### [WHAT TO WORK ON]
- A) List the TODO items given for this stream in the stream report.
- B) In the rows, begin at the line that has "Could you put a marker on each instance of the dark" and copy each line through the last line of the rows.

### [SELECTED TEXT]

● ● ● ●

Skip to main content

Stream report #2 from July 9th

TODOs for this stream

  • Run a crawl with 10 browsers in parallel and see if we can verify the errors described
  • Debug the data loss
  • Outline at least 3 use cases for working with a primed profile

What actually happened

I tried running a crawl on the v0.16.0 tag to reproduce the error got reported by taehyung222 on matrix. (Come join us at #openwpm:mozilla.org if you want.)

However once I had created a list with the top 1000 Alexa entries using parts of a script from the openwpm-crawler repo and started running the crawl I discovered that running 10 browsers in parallel and streaming doesn’t work that well from a performance perspective.

Also the crawl was way slower than I had expected and in the end got crashed by an assertion error stopping the entire crawl after only ~150 sites were visited.

At that point I gave up and ended the stream.

What was learned

Streams need work outside of the time I’m streaming.

If I want to analyse a dataset on stream I should prepare it beforehand.

If I promise a stream report, I need to sit down and actually write one.

If I claim to be a responsible maintainer, I should be helping community members instead of wasting their time.

Streams should only happen when I’m actually ready to stream. In this stream I was hungry, tired and anxious. I should have cancelled the stream and worked offline.

How is OpenWPM better than it was before

It isn’t. Nothing of value was produced on this stream. I’m sorry.

Outlook for next stream

All I can promise is that I’ll try to do better.

I’ll try to run the crawl under the week, so that the dataset is ready for analyzing next Friday.

Hopefully I’ll see you then.

● ● ● ●

### [ROWS]
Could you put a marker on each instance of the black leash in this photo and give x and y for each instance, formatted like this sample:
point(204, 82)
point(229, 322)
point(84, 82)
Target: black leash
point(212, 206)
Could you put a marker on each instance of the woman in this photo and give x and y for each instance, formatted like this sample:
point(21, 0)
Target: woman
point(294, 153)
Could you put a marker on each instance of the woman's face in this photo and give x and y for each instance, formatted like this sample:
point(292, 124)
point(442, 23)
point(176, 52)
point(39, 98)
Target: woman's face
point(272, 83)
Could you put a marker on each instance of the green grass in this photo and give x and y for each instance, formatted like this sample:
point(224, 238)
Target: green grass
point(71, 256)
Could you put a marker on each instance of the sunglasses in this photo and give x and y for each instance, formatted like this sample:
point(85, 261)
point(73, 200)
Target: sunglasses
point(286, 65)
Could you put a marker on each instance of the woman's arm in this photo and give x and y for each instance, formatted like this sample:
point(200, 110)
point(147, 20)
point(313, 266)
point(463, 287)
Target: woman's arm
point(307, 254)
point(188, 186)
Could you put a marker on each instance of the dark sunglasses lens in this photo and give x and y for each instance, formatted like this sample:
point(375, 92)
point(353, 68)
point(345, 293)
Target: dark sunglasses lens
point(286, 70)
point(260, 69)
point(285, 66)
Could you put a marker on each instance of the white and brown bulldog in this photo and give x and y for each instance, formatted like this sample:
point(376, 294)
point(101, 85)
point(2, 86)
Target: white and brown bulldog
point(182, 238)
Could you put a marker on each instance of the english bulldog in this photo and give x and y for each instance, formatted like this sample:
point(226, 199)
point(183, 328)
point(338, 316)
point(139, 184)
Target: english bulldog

● ● ● ●

### [SOLUTIONS TO THE EXERCISE]
- A)
- Run a crawl with 10 browsers in parallel and see if we can verify the errors described
- Debug the data loss
- Outline at least 3 use cases for working with a primed profile

- B)
Could you put a marker on each instance of the dark sunglasses lens in this photo and give x and y for each instance, formatted like this sample:
point(375, 92)
point(353, 68)
point(345, 293)
Target: dark sunglasses lens
point(286, 70)
point(260, 69)
point(285, 66)
Could you put a marker on each instance of the white and brown bulldog in this photo and give x and y for each instance, formatted like this sample:
point(376, 294)
point(101, 85)
point(2, 86)
Target: white and brown bulldog
point(182, 238)
Could you put a marker on each instance of the english bulldog in this photo and give x and y for each instance, formatted like this sample:
point(226, 199)
point(183, 328)
point(338, 316)
point(139, 184)
Target: english bulldog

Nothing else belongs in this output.